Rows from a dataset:
%%

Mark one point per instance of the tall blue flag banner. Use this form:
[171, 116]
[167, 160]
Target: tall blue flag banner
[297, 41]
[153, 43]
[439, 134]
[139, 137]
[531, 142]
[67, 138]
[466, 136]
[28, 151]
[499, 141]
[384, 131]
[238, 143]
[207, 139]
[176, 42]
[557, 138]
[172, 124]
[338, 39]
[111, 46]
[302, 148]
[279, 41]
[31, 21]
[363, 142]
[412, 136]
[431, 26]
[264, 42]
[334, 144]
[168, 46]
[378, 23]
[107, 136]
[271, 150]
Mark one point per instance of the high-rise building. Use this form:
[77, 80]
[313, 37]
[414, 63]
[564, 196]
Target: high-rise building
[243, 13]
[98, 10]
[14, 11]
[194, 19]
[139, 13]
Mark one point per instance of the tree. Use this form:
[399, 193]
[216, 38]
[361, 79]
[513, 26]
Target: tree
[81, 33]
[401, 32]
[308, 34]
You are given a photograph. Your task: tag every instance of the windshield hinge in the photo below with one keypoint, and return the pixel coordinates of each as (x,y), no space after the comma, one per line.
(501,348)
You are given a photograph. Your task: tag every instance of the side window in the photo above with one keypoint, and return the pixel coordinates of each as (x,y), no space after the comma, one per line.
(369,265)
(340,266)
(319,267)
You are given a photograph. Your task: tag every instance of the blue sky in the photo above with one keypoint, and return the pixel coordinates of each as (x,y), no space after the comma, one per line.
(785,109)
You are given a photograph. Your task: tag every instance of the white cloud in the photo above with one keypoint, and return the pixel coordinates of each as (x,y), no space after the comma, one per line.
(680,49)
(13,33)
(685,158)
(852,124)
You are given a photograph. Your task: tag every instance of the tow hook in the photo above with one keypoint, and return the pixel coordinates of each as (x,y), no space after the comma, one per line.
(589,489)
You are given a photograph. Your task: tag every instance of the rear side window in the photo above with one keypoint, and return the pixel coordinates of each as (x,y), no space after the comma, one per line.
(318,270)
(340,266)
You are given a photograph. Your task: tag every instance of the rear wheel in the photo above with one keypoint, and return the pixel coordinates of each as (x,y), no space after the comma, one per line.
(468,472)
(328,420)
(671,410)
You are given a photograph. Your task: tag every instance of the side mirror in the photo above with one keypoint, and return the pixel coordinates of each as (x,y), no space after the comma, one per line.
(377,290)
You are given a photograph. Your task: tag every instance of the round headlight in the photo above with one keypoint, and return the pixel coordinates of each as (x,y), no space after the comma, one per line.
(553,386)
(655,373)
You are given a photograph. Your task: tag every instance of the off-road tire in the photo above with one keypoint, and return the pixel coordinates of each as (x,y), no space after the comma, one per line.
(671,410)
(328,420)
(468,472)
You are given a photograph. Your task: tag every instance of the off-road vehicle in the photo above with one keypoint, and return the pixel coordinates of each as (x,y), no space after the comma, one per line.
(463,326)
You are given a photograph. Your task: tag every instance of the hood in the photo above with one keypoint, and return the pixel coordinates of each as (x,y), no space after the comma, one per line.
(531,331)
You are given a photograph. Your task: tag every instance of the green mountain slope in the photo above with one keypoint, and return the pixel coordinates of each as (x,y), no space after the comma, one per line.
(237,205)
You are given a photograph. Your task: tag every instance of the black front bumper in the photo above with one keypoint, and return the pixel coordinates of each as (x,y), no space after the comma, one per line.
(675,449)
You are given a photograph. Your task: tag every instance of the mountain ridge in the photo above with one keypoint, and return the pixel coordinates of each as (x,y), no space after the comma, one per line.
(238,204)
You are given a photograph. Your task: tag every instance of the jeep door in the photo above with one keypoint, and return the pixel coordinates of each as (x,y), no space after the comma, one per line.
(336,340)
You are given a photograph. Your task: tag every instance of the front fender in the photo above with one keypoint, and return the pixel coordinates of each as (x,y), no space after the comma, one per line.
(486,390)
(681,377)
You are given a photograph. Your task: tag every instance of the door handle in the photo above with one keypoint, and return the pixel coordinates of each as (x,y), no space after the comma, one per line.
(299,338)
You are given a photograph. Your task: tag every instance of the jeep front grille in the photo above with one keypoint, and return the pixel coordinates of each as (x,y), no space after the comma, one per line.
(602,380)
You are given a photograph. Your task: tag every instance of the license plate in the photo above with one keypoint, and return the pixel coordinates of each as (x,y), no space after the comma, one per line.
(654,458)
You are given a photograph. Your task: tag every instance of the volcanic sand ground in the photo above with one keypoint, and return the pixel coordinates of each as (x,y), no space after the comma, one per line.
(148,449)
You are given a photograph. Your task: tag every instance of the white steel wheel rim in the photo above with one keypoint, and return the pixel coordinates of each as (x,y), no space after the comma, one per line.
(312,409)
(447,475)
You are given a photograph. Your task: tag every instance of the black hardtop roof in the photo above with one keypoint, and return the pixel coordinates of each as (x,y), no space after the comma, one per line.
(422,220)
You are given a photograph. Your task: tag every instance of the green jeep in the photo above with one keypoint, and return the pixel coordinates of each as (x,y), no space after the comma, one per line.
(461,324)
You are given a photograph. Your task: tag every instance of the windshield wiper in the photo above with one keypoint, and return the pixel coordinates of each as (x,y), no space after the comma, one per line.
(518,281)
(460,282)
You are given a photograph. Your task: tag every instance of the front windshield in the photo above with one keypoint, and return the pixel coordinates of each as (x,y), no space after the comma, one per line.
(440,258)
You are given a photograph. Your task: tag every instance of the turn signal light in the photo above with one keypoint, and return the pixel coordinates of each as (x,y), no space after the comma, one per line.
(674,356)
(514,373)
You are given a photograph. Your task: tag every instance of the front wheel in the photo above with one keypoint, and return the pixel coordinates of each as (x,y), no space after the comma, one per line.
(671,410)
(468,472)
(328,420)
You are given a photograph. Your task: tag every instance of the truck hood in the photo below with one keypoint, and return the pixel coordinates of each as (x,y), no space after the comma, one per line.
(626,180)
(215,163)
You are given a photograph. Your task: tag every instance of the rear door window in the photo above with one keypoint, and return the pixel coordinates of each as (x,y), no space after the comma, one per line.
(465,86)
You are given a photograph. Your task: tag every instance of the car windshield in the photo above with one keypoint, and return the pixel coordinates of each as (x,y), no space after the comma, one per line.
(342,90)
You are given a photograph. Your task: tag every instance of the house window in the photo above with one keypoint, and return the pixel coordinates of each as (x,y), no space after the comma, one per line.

%%

Task to complete >>
Take the line that contains "the front wheel" and every line after it through the end of the listing above, and repeat them exactly.

Exercise output >>
You are given a photograph. Your task: tag every instance of the front wheel in the photo above with one keypoint, and return the pixel coordinates of each as (x,y), no space after the comma, one per line.
(671,410)
(468,472)
(328,420)
You are given a photograph. Your task: tag every instance of the truck hood in the photo below with one keypoint, and return the pixel coordinates of each as (x,y), no space after the comma, one per line.
(626,180)
(215,163)
You are given a photograph. Your task: tag every instance of the rear door window in the photo above with one keypoint, and return the pixel coordinates of each as (x,y), no space after the comma, one per line.
(465,86)
You are given a photograph. Your task: tag every instance of the car windshield in the photo above with one keypoint, and return the pixel coordinates of each as (x,y), no space after the comma, one per line.
(342,90)
You are given a photograph. Your task: tag every instance of the house window in the photo above with one keypoint, and return the pixel coordinates of each as (x,y), no space after the comma, one per line.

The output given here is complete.